What is required -
From the appeals court opinion below, write out word for word the part that opens with "Plaintiffs, Russell Charles" and closes with "reasons, we reverse.".

Supplied passage -
STATE OF LOUISIANA COURT OF APPEAL FIRST CIRCUIT
Jan 23, 2018
241 So. 3d 1022 (La. Ct. App. 2018)

Opinion

2017 CA 0909

01-23-2018

Russell CHARLES and Consandra Charles v. MOORE PETROLEUM, INC., Power Petroleum, Inc., and Moore Properties, LLC

Frank Tomeny, III, Baton Rouge, Louisiana, Counsel for Plaintiffs/Appellants, Russell Charles and Consandra Charles Howard L. Murphy, New Orleans, Louisiana, Counsel for Defendants/Appellees, Moore Petroleum, Inc., Power Petroleum, Inc., and National Fire and Marine Insurance Company Brian K. Abels, Maryanna B. Haynes, Denham Springs, Louisiana, Counsel for Intervenors, Hallmark Specialty Insurance


Frank Tomeny, III, Baton Rouge, Louisiana, Counsel for Plaintiffs/Appellants, Russell Charles and Consandra Charles

Howard L. Murphy, New Orleans, Louisiana, Counsel for Defendants/Appellees, Moore Petroleum, Inc., Power Petroleum, Inc., and National Fire and Marine Insurance Company

Brian K. Abels, Maryanna B. Haynes, Denham Springs, Louisiana, Counsel for Intervenors, Hallmark Specialty Insurance

BEFORE: WHIPPLE, C.J., McDONALD, and CHUTZ, JJ.

WHIPPLE, C.J.

Plaintiffs, Russell Charles and Consandra Charles, appeal a judgment of the trial court granting summary judgment in favor of defendants, Moore Petroleum, Inc., Power Petroleum, Inc., and National Fire and Marine Insurance Company, and dismissing with prejudice plaintiffs' claims against these defendants. For the following reasons, we reverse.

FACTS AND PROCEDURAL HISTORY

On October 25, 2012, Russell Charles was operating a vehicle and pulling a flatbed trailer on Interstate 10 in Iberville Parish when he was struck from behind by a Dodge Ram pick-up truck operated by Mark Moore and owned by Moore Leasing, LLC, a company owned by Moore and his wife, Paulette Moore, and insured by State Farm Mutual Automobile Insurance Company ("State Farm").

Entries supplied -
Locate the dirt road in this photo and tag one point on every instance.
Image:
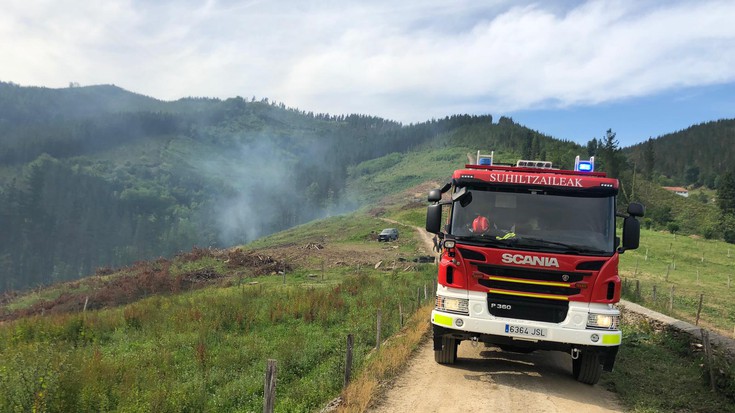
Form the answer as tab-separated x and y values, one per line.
487	379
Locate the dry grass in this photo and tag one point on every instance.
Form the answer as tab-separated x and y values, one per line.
386	363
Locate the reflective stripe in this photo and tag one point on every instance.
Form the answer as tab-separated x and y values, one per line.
443	320
611	339
548	296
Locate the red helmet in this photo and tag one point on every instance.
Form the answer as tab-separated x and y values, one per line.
480	224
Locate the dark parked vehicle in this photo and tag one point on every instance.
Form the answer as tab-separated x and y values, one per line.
388	234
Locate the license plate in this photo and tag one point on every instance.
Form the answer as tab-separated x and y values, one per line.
525	331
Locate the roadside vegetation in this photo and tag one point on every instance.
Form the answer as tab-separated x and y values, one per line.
693	267
205	349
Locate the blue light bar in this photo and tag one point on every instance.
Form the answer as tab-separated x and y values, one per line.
585	166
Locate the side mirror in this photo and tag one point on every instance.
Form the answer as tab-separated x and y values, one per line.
434	218
635	209
435	195
631	233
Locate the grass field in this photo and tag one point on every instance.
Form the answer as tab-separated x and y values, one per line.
694	267
206	349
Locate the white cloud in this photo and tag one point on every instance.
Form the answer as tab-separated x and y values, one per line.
408	60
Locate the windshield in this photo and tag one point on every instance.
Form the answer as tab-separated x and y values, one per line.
536	221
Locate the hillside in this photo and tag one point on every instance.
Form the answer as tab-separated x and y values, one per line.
201	326
696	155
95	177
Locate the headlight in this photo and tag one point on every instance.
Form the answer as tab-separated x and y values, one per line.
603	321
452	305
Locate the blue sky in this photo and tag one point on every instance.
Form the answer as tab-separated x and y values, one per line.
570	69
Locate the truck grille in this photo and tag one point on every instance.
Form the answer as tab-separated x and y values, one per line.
529	294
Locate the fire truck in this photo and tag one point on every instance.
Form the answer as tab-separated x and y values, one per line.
529	261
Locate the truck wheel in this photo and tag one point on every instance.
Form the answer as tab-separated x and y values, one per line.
448	353
587	367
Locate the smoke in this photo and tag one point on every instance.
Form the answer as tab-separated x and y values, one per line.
259	186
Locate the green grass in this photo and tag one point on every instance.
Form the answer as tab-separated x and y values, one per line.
657	372
201	351
373	179
694	266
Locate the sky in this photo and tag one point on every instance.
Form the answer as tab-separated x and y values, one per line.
569	69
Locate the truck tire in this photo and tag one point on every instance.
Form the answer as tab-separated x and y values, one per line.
587	367
448	353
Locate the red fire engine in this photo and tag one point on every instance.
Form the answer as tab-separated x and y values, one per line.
530	261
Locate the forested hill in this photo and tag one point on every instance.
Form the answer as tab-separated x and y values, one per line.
694	156
94	177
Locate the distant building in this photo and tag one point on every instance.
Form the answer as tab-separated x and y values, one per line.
678	190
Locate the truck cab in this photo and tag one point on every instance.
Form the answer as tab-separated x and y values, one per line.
529	261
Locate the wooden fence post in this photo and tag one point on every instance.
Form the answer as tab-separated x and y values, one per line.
699	309
638	289
377	339
400	315
671	300
348	359
269	389
708	353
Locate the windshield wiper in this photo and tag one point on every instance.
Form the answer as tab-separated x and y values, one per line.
567	247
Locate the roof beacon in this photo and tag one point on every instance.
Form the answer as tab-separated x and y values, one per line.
534	164
584	166
486	160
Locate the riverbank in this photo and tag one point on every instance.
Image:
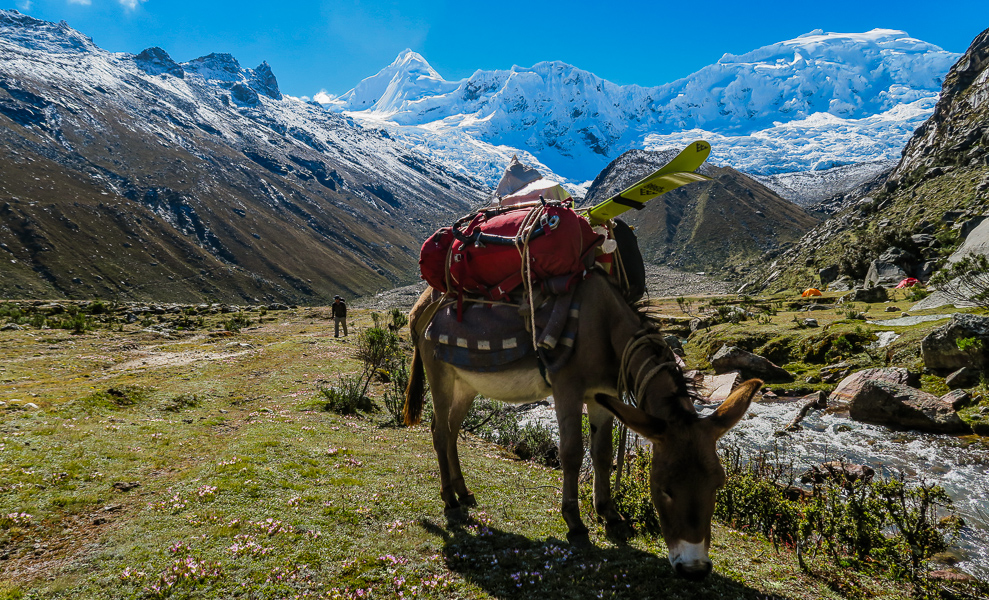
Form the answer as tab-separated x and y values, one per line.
143	463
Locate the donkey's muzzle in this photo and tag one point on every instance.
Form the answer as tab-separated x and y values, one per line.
694	571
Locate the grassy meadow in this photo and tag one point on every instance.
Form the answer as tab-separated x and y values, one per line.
198	463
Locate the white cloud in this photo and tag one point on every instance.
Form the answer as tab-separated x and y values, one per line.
323	98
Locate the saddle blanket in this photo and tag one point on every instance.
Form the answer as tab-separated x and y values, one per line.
490	336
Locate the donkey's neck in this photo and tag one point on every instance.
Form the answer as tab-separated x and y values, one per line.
648	366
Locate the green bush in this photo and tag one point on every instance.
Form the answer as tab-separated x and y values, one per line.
965	281
347	397
394	397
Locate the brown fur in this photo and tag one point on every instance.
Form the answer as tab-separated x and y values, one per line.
686	470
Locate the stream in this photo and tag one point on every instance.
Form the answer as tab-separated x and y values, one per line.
936	459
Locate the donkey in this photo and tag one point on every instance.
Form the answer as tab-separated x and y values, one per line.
616	348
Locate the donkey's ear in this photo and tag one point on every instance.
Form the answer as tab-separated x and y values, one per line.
637	420
733	409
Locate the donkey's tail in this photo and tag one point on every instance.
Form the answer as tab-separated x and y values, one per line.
415	392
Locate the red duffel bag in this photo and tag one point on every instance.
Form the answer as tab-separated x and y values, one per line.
485	258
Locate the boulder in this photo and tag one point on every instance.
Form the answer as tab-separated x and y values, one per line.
852	384
828	274
842	284
899	405
835	372
869	294
732	358
962	342
838	471
890	268
962	378
958	399
717	388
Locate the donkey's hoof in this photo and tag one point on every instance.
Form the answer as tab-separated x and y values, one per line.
579	539
618	530
455	514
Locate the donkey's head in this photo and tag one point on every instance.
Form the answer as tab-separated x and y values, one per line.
686	471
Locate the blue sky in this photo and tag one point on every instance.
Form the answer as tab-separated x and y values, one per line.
331	45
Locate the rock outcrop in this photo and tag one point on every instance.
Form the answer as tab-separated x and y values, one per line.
733	358
962	342
899	405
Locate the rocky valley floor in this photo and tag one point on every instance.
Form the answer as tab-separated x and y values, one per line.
152	459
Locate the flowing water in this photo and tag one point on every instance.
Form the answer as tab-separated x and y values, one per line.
936	459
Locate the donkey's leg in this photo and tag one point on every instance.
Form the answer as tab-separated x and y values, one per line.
442	387
448	414
463	399
602	423
568	415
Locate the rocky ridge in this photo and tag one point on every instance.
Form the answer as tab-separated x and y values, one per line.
934	198
140	177
710	225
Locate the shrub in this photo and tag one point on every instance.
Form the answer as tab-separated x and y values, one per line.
180	402
502	424
376	348
965	281
394	397
347	397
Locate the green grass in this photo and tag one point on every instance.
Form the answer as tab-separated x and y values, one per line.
249	492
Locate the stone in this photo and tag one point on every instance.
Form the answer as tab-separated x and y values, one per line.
868	295
842	284
942	349
673	342
828	274
952	575
899	405
717	388
890	268
884	273
852	384
835	372
731	358
958	399
963	377
838	471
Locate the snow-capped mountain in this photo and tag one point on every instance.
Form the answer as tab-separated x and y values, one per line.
814	102
136	176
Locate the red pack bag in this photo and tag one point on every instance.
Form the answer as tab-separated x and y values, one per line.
484	257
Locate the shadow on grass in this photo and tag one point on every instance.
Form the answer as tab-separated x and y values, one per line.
508	565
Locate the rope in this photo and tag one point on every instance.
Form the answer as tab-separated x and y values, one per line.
641	340
522	245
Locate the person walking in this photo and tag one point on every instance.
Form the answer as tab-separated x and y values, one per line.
339	311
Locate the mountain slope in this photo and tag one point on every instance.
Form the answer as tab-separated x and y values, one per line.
931	200
814	102
137	177
711	225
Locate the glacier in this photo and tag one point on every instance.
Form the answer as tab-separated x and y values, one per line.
815	102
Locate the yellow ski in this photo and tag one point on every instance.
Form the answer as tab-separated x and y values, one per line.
676	173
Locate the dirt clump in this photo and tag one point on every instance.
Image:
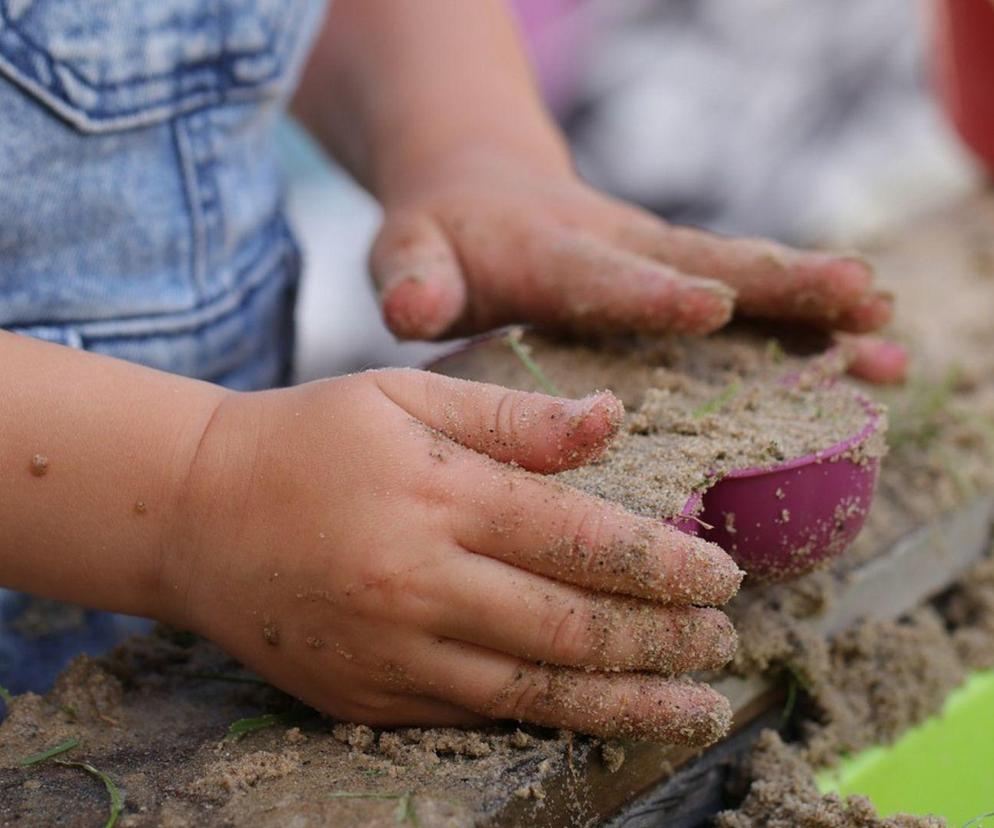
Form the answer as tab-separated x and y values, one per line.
782	794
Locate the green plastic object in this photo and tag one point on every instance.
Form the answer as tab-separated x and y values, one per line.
943	767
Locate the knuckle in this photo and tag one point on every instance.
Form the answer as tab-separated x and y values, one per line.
586	527
527	697
505	427
568	633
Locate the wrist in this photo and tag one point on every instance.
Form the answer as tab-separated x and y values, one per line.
199	485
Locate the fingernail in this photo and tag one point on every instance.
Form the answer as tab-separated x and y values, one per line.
703	308
599	414
717	576
704	716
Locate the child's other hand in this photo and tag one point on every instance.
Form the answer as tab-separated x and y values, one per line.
358	543
484	239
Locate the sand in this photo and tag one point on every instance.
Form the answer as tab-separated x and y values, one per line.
147	719
696	408
154	713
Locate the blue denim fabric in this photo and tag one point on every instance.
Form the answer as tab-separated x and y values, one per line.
140	205
140	197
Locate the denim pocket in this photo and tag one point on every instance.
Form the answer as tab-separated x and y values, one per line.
105	65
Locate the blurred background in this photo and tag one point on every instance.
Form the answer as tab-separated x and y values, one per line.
811	121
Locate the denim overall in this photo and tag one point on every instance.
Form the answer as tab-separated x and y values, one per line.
141	204
140	197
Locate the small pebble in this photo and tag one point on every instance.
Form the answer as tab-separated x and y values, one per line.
39	465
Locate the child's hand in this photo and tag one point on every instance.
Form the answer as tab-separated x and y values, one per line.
357	542
483	239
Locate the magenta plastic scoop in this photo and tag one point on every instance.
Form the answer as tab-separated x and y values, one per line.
782	521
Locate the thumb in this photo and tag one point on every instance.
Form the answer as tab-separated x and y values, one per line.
420	281
538	432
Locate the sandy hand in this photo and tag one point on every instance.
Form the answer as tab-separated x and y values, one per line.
482	241
358	542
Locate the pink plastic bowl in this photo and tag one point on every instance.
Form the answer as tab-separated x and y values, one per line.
783	521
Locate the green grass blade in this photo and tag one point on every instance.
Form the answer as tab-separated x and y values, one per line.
116	800
716	404
62	747
519	350
242	727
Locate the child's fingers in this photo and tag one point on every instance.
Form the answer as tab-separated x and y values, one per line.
581	283
770	279
551	529
872	314
536	431
419	278
609	705
873	359
503	608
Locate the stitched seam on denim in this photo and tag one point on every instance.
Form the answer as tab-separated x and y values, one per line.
271	238
198	251
210	63
99	118
229	360
198	132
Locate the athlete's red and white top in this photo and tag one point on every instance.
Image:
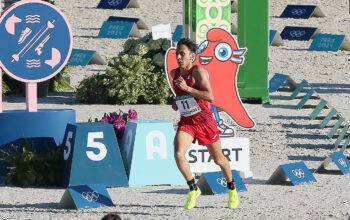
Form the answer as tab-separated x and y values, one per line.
199	121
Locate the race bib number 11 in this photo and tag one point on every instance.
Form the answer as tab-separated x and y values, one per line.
187	105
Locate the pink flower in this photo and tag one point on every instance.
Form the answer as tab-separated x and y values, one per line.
132	114
119	120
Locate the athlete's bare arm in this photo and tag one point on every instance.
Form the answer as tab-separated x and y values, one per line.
201	78
173	105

The answer -
Plaintiffs, Russell Charles and Consandra Charles, appeal a judgment of the trial court granting summary judgment in favor of defendants, Moore Petroleum, Inc., Power Petroleum, Inc., and National Fire and Marine Insurance Company, and dismissing with prejudice plaintiffs' claims against these defendants. For the following reasons, we reverse.